* [Your assignment]:
Let the answer be the lines from the one with "Target: dark brown hair" to the end of the entries, copied exactly with both boundary lines kept.

[Point-per-instance localization data]

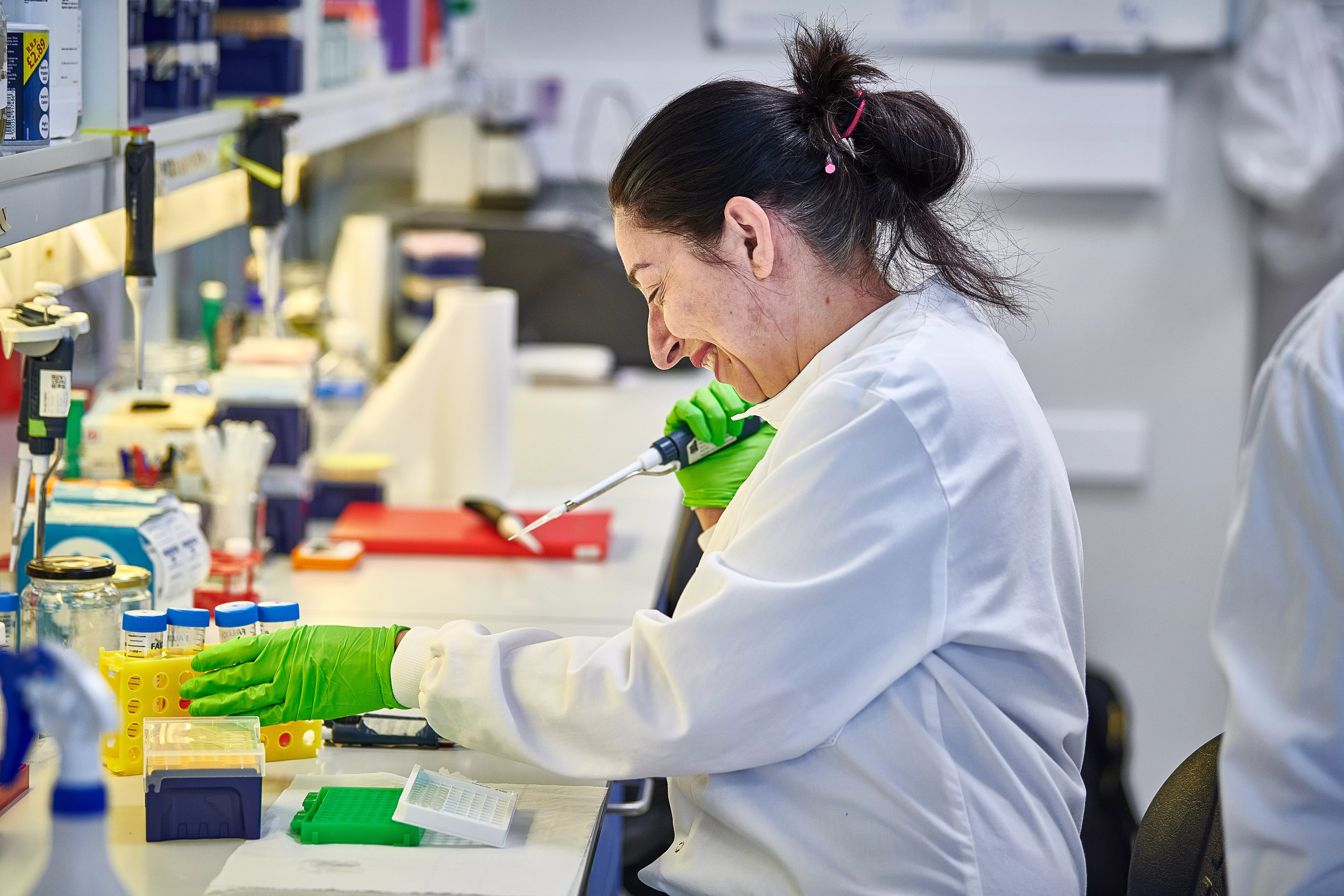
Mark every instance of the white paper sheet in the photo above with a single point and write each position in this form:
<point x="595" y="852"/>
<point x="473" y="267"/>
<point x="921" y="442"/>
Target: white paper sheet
<point x="544" y="856"/>
<point x="179" y="553"/>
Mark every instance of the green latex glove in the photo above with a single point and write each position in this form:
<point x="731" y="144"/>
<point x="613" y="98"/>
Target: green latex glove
<point x="310" y="672"/>
<point x="709" y="413"/>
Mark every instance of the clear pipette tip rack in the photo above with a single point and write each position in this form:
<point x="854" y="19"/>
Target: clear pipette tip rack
<point x="456" y="808"/>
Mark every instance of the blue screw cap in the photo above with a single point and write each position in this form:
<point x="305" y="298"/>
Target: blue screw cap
<point x="277" y="612"/>
<point x="189" y="617"/>
<point x="144" y="621"/>
<point x="236" y="613"/>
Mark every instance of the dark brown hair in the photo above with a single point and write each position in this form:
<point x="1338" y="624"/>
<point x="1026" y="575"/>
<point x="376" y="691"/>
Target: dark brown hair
<point x="886" y="203"/>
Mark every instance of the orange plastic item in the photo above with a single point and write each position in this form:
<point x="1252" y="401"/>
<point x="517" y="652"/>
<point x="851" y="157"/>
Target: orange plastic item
<point x="325" y="554"/>
<point x="230" y="580"/>
<point x="17" y="788"/>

* [Solved problem]:
Target: dark brown hair
<point x="886" y="203"/>
Mark every instance of the orange plastic item in the photo above with a single point and write each position in this form:
<point x="1252" y="401"/>
<point x="517" y="652"/>
<point x="851" y="157"/>
Target: orange plastic item
<point x="325" y="554"/>
<point x="230" y="580"/>
<point x="17" y="788"/>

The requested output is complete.